(A run of records)

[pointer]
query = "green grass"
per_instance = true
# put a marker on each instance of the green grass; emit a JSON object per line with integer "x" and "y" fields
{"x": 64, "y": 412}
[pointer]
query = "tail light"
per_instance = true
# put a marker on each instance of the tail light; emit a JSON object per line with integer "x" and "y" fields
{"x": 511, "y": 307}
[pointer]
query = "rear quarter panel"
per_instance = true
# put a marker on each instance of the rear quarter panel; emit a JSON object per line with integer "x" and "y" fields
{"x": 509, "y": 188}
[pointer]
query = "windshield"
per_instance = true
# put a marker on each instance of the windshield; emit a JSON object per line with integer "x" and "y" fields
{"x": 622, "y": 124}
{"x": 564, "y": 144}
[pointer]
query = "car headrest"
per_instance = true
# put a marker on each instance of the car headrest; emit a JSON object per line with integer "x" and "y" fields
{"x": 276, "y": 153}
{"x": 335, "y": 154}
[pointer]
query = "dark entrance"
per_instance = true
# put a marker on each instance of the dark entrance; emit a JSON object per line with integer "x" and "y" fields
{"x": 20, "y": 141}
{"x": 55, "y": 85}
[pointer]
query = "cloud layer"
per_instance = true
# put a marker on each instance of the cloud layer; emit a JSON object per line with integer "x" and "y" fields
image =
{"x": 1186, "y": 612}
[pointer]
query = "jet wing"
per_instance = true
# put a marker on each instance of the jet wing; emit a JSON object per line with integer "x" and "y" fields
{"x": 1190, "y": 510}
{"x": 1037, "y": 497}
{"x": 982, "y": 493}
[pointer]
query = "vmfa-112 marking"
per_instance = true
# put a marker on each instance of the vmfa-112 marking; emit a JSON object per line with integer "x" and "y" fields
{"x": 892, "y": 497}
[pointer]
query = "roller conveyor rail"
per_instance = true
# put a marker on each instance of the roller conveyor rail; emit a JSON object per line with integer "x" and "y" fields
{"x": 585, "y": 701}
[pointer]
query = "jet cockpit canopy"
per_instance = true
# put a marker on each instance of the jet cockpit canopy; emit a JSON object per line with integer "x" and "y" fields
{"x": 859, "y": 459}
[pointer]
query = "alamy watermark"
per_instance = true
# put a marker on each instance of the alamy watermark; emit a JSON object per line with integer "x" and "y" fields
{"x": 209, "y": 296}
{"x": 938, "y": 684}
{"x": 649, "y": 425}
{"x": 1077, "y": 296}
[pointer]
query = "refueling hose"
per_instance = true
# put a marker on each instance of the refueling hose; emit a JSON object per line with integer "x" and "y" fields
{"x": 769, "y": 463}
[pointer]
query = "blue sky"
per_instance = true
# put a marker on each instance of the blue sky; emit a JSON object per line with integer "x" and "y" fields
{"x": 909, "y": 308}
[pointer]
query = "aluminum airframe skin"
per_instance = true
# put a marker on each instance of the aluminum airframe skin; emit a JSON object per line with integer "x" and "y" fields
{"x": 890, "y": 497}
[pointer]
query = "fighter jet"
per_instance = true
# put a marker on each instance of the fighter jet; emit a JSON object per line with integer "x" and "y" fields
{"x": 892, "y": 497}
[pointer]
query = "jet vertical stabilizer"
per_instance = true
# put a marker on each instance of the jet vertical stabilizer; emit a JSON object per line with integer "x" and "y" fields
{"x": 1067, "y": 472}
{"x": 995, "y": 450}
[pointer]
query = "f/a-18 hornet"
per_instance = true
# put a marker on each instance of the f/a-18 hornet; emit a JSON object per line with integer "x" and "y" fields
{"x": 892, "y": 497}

STATED EXERCISE: Copy out every line of the data above, exactly as given.

SOLUTION FOR THIS PROBLEM:
[pointer]
query = "green grass"
per_instance = true
# put a marker on each instance of the green grass; emit a JSON object per line with integer "x" and "y" fields
{"x": 64, "y": 412}
[pointer]
query = "tail light"
per_instance = true
# put a marker on each instance of the tail light; emit a JSON object per line with integer "x" and "y" fields
{"x": 511, "y": 307}
[pointer]
query = "rear quarter panel"
per_instance = true
# put a marker on each instance of the rear quarter panel; emit a JSON object per line with integer "x" and "y" fields
{"x": 509, "y": 188}
[pointer]
query = "windshield"
per_instance = true
# put a marker on each instance of the windshield; emit a JSON object per line with integer "x" and "y" fields
{"x": 622, "y": 124}
{"x": 564, "y": 144}
[pointer]
query = "car headrest"
per_instance = true
# put a marker on each instance of the car headrest; emit a JSON object per line with integer "x" and "y" fields
{"x": 276, "y": 153}
{"x": 335, "y": 154}
[pointer]
query = "dark entrance"
per_instance = true
# put a marker on each instance of the dark entrance; emit a JSON object per line with integer "x" and "y" fields
{"x": 20, "y": 141}
{"x": 55, "y": 85}
[pointer]
query = "cloud layer"
per_instance = true
# put a marker on each instance of the cloud layer; emit a JSON object per line with integer "x" and "y" fields
image =
{"x": 1186, "y": 612}
[pointer]
query = "jet wing"
per_instance = true
# put a marker on each instance of the jet wing; emit a JSON object per line with integer "x" and "y" fields
{"x": 1190, "y": 510}
{"x": 1037, "y": 497}
{"x": 982, "y": 493}
[pointer]
query = "vmfa-112 marking"
per_instance = true
# put a marker on each instance of the vmfa-112 marking; emit a JSON object per line with integer "x" and "y" fields
{"x": 892, "y": 497}
[pointer]
query = "roller conveyor rail"
per_instance = true
# put a marker on each instance of the roller conveyor rail; emit a JSON object per line with integer "x" and "y" fields
{"x": 585, "y": 701}
[pointer]
query = "jet cockpit canopy"
per_instance = true
# put a marker on each instance of the jet cockpit canopy; emit a JSON object per line with integer "x" and "y" fields
{"x": 859, "y": 459}
[pointer]
query = "alamy watermark"
per_instance = true
# put a marker on each instance of the alamy watermark; emit a JSON object per line with integer "x" and "y" fields
{"x": 209, "y": 296}
{"x": 938, "y": 684}
{"x": 649, "y": 425}
{"x": 1077, "y": 296}
[pointer]
query = "refueling hose"
per_instance = true
# put a marker on each instance of the refueling hose; emit a JSON object per line with integer "x" and "y" fields
{"x": 769, "y": 463}
[pointer]
query = "blue sky"
per_instance = true
# put a marker on each instance of the blue sky; emit a JSON object per line with integer "x" and "y" fields
{"x": 909, "y": 308}
[pointer]
query = "aluminum airframe skin"
per_instance = true
# put a marker on each instance of the aluminum airframe skin; emit a JSON object per line with integer "x" and "y" fields
{"x": 890, "y": 497}
[pointer]
query = "fighter jet"
per_instance = true
# put a marker on each instance of the fighter jet; emit a JSON object per line with integer "x" and "y" fields
{"x": 892, "y": 497}
[pointer]
query = "jet vertical stabilizer"
per_instance = true
# put a marker on each instance of the jet vertical stabilizer; emit a JSON object per line with integer "x" and "y" fields
{"x": 1067, "y": 472}
{"x": 995, "y": 450}
[pointer]
query = "f/a-18 hornet"
per_instance = true
# put a marker on each instance of the f/a-18 hornet; emit a JSON object per line with integer "x" and "y" fields
{"x": 892, "y": 497}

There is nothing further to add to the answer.